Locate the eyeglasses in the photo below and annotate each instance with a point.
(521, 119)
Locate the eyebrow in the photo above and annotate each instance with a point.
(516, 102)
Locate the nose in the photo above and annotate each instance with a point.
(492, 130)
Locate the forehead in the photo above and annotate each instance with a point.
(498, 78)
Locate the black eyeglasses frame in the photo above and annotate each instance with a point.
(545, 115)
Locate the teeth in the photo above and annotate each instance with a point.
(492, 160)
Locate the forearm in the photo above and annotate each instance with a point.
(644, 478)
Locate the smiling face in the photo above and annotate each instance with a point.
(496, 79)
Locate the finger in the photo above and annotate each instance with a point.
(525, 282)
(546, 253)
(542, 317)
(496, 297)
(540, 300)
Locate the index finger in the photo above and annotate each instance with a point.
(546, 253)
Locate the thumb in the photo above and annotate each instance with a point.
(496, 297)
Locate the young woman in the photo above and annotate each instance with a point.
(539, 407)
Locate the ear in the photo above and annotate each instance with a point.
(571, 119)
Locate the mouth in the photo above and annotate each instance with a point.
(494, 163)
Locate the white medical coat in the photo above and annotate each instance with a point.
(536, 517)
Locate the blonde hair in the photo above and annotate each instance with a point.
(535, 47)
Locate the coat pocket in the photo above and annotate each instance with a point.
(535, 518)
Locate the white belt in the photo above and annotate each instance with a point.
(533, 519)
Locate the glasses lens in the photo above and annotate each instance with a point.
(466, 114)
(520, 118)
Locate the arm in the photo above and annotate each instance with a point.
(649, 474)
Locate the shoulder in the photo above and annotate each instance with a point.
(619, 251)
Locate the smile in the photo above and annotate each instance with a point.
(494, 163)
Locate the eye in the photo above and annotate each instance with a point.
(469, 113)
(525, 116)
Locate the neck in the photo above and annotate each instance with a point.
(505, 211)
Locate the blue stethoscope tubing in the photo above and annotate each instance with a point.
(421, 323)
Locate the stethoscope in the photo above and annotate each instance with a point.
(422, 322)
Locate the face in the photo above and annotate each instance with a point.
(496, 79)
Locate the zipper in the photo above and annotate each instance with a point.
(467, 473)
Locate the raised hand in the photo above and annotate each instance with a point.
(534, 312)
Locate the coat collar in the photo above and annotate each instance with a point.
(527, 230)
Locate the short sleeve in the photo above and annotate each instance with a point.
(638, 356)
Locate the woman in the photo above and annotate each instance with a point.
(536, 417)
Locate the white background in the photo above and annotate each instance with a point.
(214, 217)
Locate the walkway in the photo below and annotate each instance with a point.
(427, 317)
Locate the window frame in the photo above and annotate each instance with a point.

━━━━━━━━

*TASK GOAL*.
Print every line of the records exactly. Omit nothing.

*SOLUTION TO THE PROBLEM*.
Locate the eyeglasses in the photo below and annotate each instance with a point.
(521, 119)
Locate the eyebrow in the photo above and annotate each instance with a point.
(516, 102)
Locate the nose in the photo above and annotate each instance with a point.
(492, 130)
Locate the forehead in the photo above and annotate each instance with a point.
(498, 78)
Locate the black eyeglasses frame in the photo above and annotate each instance with a point.
(545, 115)
Locate the teeth in the photo above and annotate each instance with a point.
(492, 160)
Locate the forearm in the photo above and annotate each instance with a point.
(644, 478)
Locate the smiling face in the photo above and annotate each instance with a point.
(496, 79)
Locate the finger in the photo above and annotate each instance with a point.
(525, 282)
(546, 253)
(542, 317)
(496, 297)
(540, 300)
Locate the index finger in the photo above and annotate each instance with a point.
(546, 253)
Locate the thumb in the photo above and annotate each instance with a point.
(496, 297)
Locate the young woman in the photo above and annotate each instance with a point.
(539, 407)
Locate the ear in the photo above and annotate each instance with a point.
(571, 119)
Locate the mouth in the photo above and annotate each instance with a point.
(494, 163)
Locate the white medical coat in the photo above and annotate each instance with a point.
(536, 517)
Locate the blonde hair in the photo above and annotate each instance with a point.
(535, 47)
Locate the coat pocket in the photo above and annotate each instance with a point.
(535, 518)
Locate the white belt in the photo above and annotate each instance with a point.
(533, 519)
Locate the glasses lens in the photo above and annotate each instance with a point.
(466, 114)
(520, 118)
Locate the arm in the photo above and annotate each instance with a point.
(649, 474)
Locate the shoulder in the photo above and annotate each instance with a point.
(619, 251)
Locate the smile in the photo above and annotate each instance with a point.
(494, 163)
Locate the eye in the photo above and annotate each instance with a point.
(469, 113)
(525, 116)
Locate the neck in the photo above and annotate each instance with a point.
(505, 211)
Locate the blue stethoscope tubing in the photo above and annotate each instance with a point.
(421, 323)
Locate the stethoscope in the photo above and annotate each instance with a point.
(422, 322)
Locate the face in the photo above and annotate each instance with a point.
(496, 79)
Locate the zipper in the photo above and annotate each instance with a point.
(467, 473)
Locate the raised hand in the photo above and annotate each instance with a point.
(534, 312)
Locate the coat collar in the photo above and annotate each instance with a point.
(527, 230)
Locate the short sleeve in the photo above and annotate each instance with a point.
(638, 356)
Locate the woman in the photo above and annotate each instance with a point.
(536, 417)
Locate the white background in the photo above and annotate each instance with a point.
(214, 217)
Locate the walkway in the photo below and annotate each instance with a point.
(427, 317)
Locate the window frame in the photo above and annotate each instance with a point.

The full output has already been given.